**SET TASK:** Show every line of the material below that contains the word "wearing".

**Stored dataset items:**
begin
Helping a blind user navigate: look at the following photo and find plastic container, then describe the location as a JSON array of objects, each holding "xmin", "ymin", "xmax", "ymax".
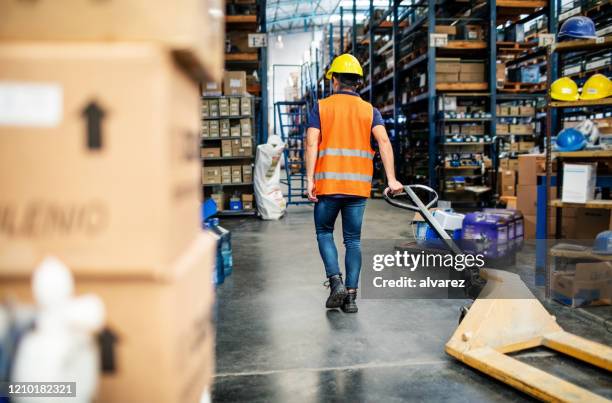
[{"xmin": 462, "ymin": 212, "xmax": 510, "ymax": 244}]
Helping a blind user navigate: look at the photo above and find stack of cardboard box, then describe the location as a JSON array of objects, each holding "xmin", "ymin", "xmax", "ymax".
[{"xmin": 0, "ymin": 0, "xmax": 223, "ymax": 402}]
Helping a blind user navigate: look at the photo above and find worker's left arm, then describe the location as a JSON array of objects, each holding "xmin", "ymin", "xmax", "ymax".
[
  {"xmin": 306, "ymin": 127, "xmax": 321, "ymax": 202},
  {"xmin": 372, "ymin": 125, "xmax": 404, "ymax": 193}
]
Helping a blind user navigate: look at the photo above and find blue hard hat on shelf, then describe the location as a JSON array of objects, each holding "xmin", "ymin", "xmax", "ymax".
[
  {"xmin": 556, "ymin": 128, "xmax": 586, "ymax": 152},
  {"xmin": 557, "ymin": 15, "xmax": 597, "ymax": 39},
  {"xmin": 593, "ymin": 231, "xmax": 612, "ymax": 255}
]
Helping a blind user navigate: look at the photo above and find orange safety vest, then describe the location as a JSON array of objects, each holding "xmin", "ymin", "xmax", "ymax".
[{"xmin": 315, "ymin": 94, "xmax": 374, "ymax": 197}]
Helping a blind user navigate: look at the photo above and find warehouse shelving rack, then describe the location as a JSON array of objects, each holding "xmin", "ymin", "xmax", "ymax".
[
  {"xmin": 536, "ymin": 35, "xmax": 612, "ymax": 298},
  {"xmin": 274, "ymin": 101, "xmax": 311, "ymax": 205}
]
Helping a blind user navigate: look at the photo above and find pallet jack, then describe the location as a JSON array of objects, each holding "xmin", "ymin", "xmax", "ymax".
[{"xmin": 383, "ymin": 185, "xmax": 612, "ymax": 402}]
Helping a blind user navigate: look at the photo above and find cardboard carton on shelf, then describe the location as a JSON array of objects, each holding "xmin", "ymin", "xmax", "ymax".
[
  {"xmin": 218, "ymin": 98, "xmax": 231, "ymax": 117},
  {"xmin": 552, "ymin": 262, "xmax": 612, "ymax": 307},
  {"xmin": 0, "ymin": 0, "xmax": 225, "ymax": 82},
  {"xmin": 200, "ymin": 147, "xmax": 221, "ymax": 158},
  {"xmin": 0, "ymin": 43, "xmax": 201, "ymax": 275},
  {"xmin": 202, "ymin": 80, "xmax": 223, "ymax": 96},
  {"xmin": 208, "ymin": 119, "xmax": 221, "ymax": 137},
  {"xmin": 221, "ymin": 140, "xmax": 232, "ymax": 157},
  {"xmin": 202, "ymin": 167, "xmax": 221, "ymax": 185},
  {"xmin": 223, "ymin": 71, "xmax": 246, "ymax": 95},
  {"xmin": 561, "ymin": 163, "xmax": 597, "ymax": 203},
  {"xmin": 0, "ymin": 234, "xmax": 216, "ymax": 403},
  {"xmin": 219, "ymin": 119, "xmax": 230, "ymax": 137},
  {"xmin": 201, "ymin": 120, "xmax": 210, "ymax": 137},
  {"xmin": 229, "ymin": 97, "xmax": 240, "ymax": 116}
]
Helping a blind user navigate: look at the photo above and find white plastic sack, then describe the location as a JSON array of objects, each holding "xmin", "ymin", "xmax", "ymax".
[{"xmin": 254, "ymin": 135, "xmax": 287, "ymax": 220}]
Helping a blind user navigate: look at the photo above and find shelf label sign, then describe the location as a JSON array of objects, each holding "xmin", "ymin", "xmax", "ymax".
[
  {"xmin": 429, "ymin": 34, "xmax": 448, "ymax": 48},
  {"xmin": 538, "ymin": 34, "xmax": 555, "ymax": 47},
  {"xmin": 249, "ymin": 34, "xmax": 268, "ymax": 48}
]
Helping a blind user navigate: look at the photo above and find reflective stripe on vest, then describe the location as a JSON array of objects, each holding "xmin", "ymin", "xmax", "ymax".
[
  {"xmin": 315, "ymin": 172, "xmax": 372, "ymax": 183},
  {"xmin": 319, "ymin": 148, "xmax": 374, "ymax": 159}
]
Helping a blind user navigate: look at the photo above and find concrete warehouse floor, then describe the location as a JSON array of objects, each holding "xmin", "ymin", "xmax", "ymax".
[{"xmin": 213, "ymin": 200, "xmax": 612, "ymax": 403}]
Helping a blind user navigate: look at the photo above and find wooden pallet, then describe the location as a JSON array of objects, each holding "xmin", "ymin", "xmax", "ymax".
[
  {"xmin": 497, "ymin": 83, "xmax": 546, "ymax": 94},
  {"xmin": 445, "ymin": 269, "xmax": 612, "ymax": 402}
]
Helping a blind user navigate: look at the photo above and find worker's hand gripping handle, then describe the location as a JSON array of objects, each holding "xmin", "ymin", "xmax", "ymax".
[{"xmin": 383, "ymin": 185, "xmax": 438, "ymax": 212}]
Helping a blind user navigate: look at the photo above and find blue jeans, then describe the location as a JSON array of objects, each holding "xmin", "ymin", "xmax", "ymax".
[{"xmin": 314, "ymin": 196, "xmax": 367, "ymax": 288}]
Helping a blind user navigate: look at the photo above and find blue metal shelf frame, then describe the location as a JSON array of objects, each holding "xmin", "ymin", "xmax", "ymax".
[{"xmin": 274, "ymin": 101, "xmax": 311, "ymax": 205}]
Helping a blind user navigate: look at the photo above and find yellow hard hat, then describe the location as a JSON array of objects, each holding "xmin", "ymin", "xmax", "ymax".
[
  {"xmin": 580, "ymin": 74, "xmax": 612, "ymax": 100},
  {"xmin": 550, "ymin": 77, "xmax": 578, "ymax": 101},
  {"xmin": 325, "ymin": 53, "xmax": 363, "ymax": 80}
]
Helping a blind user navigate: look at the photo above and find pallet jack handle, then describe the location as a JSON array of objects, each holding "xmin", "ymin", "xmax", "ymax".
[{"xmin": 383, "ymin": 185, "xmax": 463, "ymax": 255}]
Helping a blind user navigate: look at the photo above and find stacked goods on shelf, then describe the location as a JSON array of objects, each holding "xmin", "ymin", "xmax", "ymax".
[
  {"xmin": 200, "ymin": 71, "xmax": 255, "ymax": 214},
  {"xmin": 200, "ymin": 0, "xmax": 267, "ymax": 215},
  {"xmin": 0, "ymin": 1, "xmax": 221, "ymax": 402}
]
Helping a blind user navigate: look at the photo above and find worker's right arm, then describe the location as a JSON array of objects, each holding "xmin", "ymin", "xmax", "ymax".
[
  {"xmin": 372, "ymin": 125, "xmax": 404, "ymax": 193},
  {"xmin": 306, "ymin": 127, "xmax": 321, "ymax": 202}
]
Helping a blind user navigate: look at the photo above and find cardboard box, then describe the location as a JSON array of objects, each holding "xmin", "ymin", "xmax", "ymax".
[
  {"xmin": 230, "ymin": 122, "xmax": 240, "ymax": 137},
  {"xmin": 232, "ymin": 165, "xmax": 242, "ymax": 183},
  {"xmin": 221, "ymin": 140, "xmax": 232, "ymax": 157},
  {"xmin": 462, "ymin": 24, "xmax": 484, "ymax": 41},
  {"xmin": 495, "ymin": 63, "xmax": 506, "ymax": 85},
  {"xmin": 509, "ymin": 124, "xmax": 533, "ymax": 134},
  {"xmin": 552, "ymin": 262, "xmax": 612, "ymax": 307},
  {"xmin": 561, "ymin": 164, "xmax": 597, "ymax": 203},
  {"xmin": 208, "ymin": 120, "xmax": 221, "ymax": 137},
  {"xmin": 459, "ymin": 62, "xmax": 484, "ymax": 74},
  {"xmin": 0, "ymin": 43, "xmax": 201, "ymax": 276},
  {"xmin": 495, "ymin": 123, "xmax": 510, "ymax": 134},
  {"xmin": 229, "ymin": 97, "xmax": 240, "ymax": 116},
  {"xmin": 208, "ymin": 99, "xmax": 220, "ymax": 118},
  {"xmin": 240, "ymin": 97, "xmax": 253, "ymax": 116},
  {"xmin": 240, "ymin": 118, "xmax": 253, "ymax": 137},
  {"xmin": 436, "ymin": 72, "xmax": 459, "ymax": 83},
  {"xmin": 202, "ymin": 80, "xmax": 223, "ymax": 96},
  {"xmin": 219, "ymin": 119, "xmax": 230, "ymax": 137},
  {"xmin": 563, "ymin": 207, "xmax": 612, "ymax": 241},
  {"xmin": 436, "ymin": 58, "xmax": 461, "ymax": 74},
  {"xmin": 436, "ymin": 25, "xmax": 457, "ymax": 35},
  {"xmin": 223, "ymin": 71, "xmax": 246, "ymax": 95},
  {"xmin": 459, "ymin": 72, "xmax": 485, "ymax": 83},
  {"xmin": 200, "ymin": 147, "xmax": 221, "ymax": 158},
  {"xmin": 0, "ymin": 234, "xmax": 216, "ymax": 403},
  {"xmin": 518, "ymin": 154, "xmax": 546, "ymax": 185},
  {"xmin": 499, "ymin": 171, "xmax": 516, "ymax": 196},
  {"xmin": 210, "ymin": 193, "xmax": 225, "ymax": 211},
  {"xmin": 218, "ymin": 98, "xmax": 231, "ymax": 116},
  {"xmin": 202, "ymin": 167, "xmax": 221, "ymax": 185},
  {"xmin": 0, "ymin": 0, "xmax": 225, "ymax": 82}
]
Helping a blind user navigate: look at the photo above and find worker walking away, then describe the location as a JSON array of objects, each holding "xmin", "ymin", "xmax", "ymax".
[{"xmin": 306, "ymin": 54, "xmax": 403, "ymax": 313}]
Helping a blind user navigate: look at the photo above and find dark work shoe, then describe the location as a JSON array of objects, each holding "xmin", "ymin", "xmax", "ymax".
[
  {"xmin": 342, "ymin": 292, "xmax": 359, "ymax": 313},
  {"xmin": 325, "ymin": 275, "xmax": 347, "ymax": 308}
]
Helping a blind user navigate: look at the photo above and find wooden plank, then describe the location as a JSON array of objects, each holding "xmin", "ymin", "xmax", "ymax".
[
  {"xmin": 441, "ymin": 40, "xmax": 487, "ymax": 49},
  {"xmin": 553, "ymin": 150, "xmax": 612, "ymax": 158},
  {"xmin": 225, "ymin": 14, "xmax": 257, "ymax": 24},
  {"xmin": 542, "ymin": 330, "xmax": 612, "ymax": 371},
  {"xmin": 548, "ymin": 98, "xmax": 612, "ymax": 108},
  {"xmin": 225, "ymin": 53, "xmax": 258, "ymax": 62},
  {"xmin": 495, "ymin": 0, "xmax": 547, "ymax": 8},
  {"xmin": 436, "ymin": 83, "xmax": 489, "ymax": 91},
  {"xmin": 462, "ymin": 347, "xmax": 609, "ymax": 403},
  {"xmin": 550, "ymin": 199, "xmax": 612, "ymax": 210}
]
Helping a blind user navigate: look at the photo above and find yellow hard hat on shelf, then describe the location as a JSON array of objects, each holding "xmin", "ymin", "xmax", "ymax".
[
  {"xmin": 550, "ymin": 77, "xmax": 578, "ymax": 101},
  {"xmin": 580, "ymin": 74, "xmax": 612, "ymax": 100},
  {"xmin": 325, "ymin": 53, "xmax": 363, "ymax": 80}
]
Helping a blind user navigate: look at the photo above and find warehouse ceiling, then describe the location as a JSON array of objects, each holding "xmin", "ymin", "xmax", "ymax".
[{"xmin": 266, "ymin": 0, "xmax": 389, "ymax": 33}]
end
begin
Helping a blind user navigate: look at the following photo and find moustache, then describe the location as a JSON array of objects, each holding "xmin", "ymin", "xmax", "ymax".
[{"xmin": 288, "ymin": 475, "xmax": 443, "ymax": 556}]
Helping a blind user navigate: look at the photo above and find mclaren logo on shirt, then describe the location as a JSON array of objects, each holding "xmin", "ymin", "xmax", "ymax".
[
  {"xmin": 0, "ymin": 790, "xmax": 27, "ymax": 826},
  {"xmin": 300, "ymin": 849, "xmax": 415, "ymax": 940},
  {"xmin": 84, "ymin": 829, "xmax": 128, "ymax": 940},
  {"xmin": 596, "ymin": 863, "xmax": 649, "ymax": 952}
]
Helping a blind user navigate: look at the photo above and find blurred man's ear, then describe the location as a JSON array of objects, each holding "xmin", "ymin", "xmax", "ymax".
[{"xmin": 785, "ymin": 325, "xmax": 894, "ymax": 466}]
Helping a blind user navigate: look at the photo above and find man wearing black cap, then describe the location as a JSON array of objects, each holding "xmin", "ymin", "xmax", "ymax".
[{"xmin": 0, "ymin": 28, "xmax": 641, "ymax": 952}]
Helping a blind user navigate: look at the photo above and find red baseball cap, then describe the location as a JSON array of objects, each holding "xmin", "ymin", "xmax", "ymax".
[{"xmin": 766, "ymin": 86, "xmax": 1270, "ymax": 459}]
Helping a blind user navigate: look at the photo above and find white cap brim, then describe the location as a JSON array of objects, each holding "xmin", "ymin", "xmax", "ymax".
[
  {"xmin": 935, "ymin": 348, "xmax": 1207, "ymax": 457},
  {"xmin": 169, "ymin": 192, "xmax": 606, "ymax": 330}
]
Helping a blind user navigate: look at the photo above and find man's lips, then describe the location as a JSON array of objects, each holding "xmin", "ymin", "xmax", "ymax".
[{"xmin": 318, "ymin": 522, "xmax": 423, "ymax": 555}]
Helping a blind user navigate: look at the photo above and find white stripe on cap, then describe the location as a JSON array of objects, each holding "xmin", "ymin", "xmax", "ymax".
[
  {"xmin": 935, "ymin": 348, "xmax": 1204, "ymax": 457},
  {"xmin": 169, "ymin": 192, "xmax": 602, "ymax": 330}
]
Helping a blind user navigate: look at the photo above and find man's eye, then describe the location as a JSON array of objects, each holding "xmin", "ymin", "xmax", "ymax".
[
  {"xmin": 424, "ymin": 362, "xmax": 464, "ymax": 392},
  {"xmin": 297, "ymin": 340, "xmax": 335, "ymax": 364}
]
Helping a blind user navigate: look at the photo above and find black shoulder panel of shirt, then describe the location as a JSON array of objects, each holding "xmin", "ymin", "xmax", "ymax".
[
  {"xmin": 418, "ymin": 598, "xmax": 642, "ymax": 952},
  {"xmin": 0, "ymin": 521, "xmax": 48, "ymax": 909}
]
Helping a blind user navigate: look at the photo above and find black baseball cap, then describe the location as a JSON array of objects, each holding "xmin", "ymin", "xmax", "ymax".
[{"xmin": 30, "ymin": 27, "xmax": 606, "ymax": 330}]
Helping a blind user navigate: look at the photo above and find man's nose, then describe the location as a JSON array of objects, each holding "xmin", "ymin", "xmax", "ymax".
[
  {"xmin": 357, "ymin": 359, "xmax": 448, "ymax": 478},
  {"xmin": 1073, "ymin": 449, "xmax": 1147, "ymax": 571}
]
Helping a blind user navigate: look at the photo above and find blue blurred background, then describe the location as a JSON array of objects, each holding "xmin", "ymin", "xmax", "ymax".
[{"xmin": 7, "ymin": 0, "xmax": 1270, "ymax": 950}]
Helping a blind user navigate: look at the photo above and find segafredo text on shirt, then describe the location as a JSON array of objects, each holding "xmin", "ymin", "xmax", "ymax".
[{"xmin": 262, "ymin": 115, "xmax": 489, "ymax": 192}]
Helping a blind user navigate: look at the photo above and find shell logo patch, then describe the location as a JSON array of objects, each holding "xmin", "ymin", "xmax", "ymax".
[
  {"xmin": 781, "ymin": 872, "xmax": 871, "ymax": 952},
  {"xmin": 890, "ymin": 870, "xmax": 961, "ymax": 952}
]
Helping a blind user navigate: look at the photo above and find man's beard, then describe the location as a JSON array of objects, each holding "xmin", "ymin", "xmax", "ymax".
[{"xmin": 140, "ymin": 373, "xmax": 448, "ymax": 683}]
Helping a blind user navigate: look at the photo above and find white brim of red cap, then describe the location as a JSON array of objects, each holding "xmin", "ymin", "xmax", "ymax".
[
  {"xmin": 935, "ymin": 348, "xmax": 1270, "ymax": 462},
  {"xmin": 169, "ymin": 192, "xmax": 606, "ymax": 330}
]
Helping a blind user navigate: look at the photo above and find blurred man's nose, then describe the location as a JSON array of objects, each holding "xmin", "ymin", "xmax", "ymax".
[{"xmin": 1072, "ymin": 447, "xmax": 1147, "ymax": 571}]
end
**TASK RESPONSE:**
Helping a blind user navigate: look at the photo above and find man wearing black cap, then describe the location as a JSON array of objects, each holding "xmin", "ymin", "xmax", "ymax".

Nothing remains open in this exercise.